>> start MATERIAL PROVIDED

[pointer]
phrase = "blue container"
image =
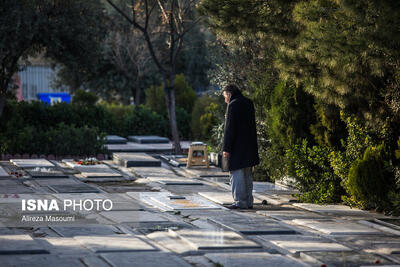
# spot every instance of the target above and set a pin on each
(53, 98)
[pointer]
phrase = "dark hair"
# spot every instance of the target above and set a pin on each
(233, 89)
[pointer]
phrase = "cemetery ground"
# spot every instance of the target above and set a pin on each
(57, 213)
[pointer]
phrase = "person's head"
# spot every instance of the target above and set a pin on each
(229, 91)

>> end MATERIAL PROVIDED

TASK OBJECTIVE. Write out every one of the lines above again, requests included, multiplying each point coordinate by 1.95 and rounding it to a whole number, with halves rounded up. Leave the pictures out of your answer.

ANSWER TO THIS PROBLEM.
[pointer]
phrase = "blue container"
image =
# spot every instance of the target above and set a pin on each
(103, 191)
[pointer]
phrase = "dark hair"
# spot every instance of the target above and set a pin on each
(454, 174)
[pointer]
phrase = "cemetery ground"
# spot every instance of the target above and set a pin on each
(111, 415)
[pointer]
phrase = "person's head"
# spot every instance of the target above and set a pin on each
(447, 177)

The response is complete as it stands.